The Tariff Mismatch

By Paul Blustein
Washington Post Staff Writer
Sunday, December 11, 2005

By all appearances, Sterlicia Rodney does not belong in a high tax bracket.

Juggling her toddler son in one arm while standing in line at a Payless ShoeSource in downtown Washington to buy $18 boots for her daughter, Rodney looks every bit the regular working mom that she is, with a $45,000-a-year job as the assistant to the vice president of a trade association.

But as a frequent purchaser of low-end footwear, Rodney pays hidden taxes that are among the steepest imposed on any product sold in the United States. Nearly all of the shoes sold in this country are made abroad, and the companies importing them must pay tariffs to the federal government that, to some extent at least, are passed through to the retail price. Tariffs are particularly high on athletic shoes; at discount stores, where sneakers typically cost $10 to $25 a pair, tariffs account for about $1.50 to $3 of the price -- or even a couple of dollars more, by some estimates.

"You wouldn't think it would be taxed so high because it's something you need to buy all the time," Rodney said. "Young kids grow out of them so fast."

Surprising as it may be to Americans who think of their country as a bastion of free trade, shoes are just one of many products subject to high tariffs. Although the average tariff on non-agricultural goods imported into the United States is less than 3 percent, tariffs on a number of everyday consumer products -- including clothing, luggage, dinnerware and handbags -- range well into double digits. The same goes for some food, such as butter and cheese. (These tariffs are separate from special duties imposed on certain foreign products that the government has found to be "dumped," or sold at unfairly low prices.)

The issue is coming to the fore as top officials from the World Trade Organization's 149 member countries gather this week in Hong Kong in hopes of advancing long-running negotiations to lower the barriers to commerce across international borders.

The governments involved in the talks face tough decisions. Although reducing obstacles to trade can help economies grow more rapidly and efficiently in the long run, exposing domestic industries to global competition can lead to factory shutdowns and job losses. Another thorny issue concerns how to make the international rules on trade in farm goods more beneficial to poor countries.

But for most Americans, the stakes are less cosmic. The talks' most tangible implications for the bulk of Americans -- heavy consumers of foreign goods -- concern the potential savings from a reduction in tariffs on commonly purchased products. That is particularly true for people at the middle and low segments of the income scale because the system has evolved in a way that produces a bizarre result: Some of the stiffest tariffs apply to the types of goods that people of modest means tend to buy, and lower duties are imposed on similar products that are more often purchased by upper-income individuals.

....................

> _Required task A_: Translate this sentence from the tariff article into Spanish: "The governments involved in the talks face tough decisions."
> _Required task B_:
Answer these briefly from the tariff article:
(i) What was the price of the boots Sterlicia Rodney was buying for her daughter?
(ii) What is the average tariff on non-agricultural goods imported into the United States?
(iii) How many member countries does the World Trade Organization have?
> _Required task C_: Echo the part of the tariff article starting with "But as a frequent" and going on through "by some estimates.".

....................

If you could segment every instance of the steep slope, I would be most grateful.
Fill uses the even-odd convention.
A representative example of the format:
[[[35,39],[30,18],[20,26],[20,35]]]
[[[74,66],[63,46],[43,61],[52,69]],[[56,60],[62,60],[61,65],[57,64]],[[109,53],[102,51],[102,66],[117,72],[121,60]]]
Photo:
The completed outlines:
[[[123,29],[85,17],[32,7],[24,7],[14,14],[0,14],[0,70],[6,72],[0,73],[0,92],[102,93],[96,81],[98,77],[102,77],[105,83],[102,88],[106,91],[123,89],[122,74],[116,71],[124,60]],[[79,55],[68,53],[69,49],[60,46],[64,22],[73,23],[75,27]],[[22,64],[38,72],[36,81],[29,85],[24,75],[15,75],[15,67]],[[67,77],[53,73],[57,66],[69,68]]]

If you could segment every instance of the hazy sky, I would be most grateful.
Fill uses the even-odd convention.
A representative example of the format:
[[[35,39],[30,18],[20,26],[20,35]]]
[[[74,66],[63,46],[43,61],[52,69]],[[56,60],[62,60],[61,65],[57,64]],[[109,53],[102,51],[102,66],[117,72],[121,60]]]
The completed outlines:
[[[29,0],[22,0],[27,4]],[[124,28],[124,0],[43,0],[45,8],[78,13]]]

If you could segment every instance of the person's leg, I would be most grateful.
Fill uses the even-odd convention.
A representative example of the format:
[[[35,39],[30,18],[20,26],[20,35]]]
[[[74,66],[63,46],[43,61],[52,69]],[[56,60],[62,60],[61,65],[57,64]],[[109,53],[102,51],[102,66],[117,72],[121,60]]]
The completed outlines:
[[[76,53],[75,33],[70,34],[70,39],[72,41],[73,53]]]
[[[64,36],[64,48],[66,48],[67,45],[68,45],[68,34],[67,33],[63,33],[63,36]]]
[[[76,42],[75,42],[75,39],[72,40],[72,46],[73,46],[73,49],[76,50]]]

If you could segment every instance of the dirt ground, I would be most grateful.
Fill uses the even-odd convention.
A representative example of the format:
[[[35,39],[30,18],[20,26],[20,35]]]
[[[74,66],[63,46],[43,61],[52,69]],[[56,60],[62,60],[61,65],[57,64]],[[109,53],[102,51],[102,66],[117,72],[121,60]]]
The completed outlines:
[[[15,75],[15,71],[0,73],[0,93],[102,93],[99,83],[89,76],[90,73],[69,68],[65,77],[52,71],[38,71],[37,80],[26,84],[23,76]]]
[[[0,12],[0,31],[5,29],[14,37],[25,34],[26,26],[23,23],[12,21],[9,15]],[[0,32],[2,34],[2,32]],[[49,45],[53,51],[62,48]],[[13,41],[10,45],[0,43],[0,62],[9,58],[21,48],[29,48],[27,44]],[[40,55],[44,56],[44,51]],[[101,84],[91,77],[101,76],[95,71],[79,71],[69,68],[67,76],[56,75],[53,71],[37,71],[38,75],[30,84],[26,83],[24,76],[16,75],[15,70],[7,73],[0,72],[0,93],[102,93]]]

....................

> _Final answer A_: Los gobiernos que participan en las negociaciones enfrentan decisiones difíciles.

> _Final answer B_:
(i) $18
(ii) Less than 3 percent
(iii) 149

> _Final answer C_:
But as a frequent purchaser of low-end footwear, Rodney pays hidden taxes that are among the steepest imposed on any product sold in the United States. Nearly all of the shoes sold in this country are made abroad, and the companies importing them must pay tariffs to the federal government that, to some extent at least, are passed through to the retail price. Tariffs are particularly high on athletic shoes; at discount stores, where sneakers typically cost $10 to $25 a pair, tariffs account for about $1.50 to $3 of the price -- or even a couple of dollars more, by some estimates.